• **TASK GOAL**
Restate word for word only the lines running from the one with "Target: lather on hand" to the end of the data, both ends included. Omit any pictures.

Region pointing data
----------------------------------------
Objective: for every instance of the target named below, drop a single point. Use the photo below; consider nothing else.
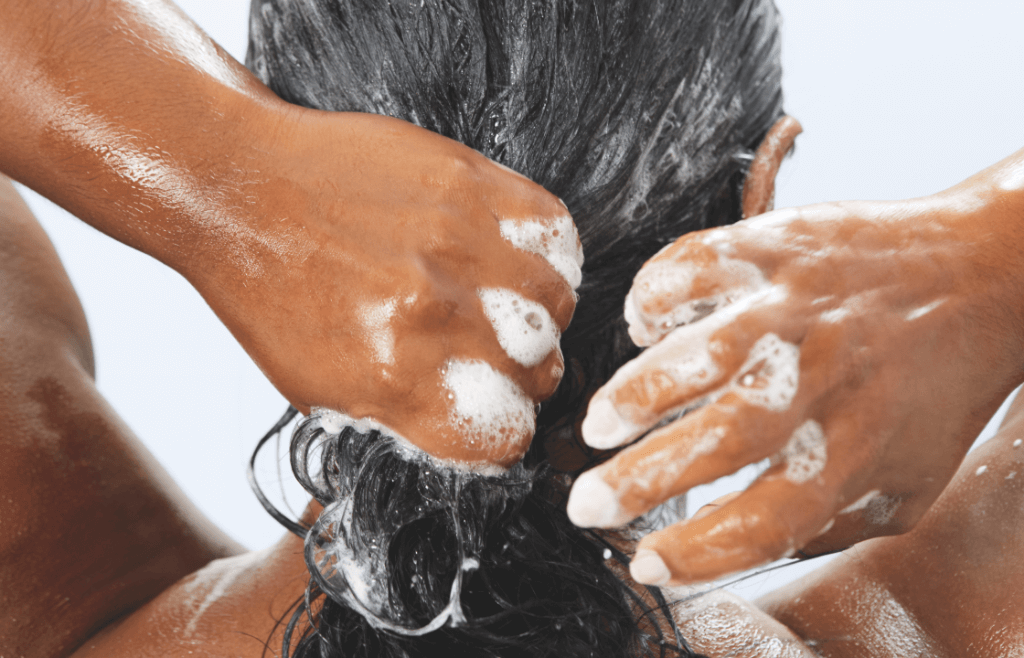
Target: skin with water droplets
(349, 286)
(858, 417)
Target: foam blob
(806, 453)
(593, 503)
(524, 327)
(770, 376)
(555, 242)
(487, 406)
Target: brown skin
(130, 549)
(907, 317)
(208, 172)
(297, 226)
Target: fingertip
(647, 568)
(593, 503)
(604, 428)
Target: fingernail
(603, 428)
(648, 568)
(593, 505)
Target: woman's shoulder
(231, 607)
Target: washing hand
(857, 347)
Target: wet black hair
(642, 116)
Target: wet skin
(309, 233)
(99, 536)
(894, 332)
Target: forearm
(990, 209)
(128, 116)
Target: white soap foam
(924, 310)
(378, 316)
(556, 242)
(524, 327)
(488, 407)
(770, 376)
(334, 422)
(825, 528)
(806, 452)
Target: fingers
(694, 365)
(685, 282)
(708, 444)
(768, 521)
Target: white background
(897, 99)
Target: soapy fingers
(772, 518)
(702, 446)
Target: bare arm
(91, 526)
(862, 346)
(309, 233)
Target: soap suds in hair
(806, 453)
(556, 242)
(334, 422)
(524, 327)
(487, 406)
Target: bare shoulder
(950, 587)
(91, 526)
(232, 607)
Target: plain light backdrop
(897, 99)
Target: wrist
(986, 212)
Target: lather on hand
(859, 346)
(346, 253)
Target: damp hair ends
(642, 116)
(529, 582)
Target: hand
(368, 266)
(858, 347)
(398, 276)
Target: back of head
(641, 115)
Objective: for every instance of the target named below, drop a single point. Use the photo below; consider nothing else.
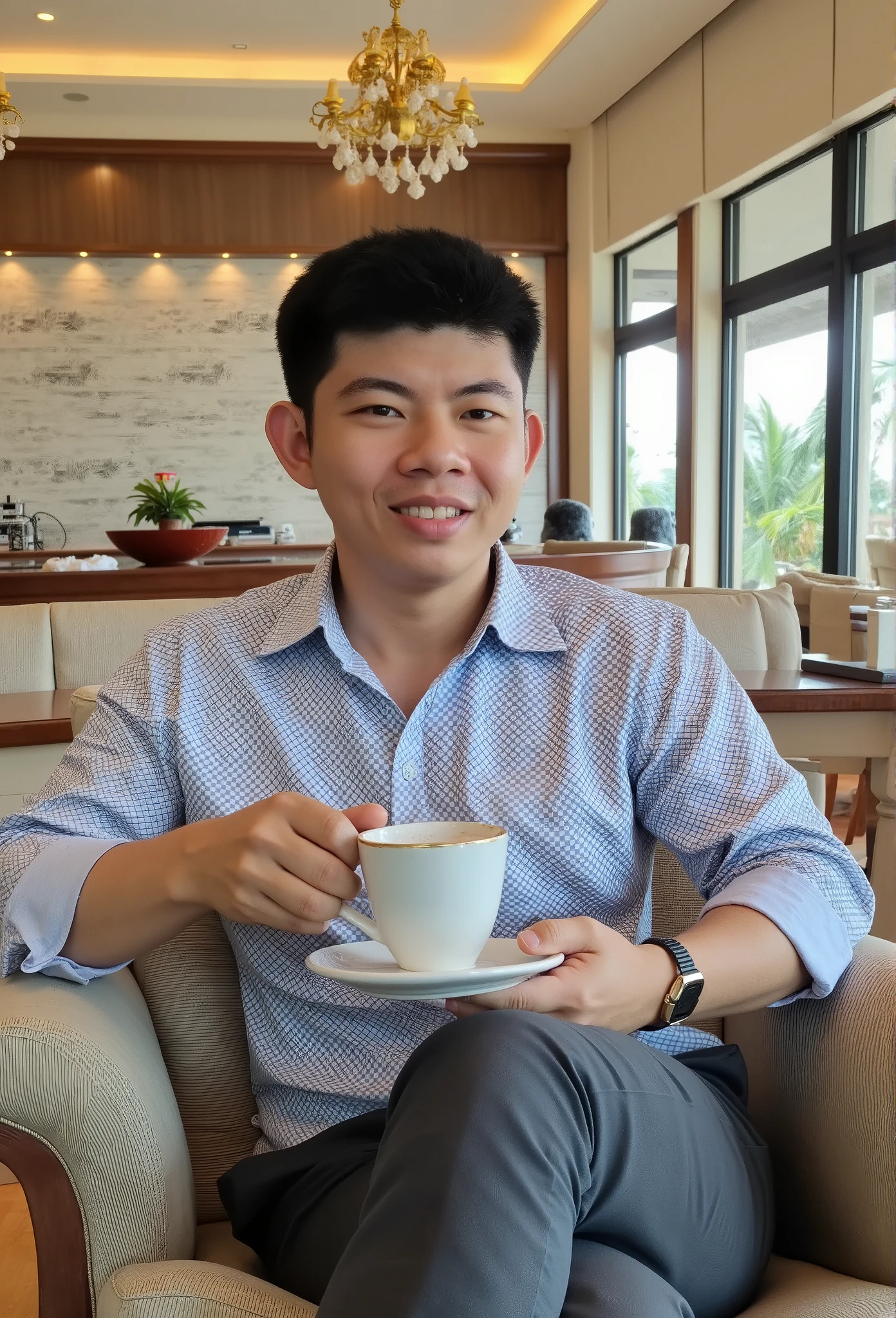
----------------------------------------
• **ANSWER TO THE EXERCISE**
Target: lather on hand
(859, 346)
(346, 253)
Target: damp hair ends
(642, 116)
(529, 582)
Target: hand
(368, 266)
(858, 347)
(398, 276)
Target: back of head
(641, 115)
Objective: for every instance of the target named below, drop a single point. Use the photo below; consider nothing else.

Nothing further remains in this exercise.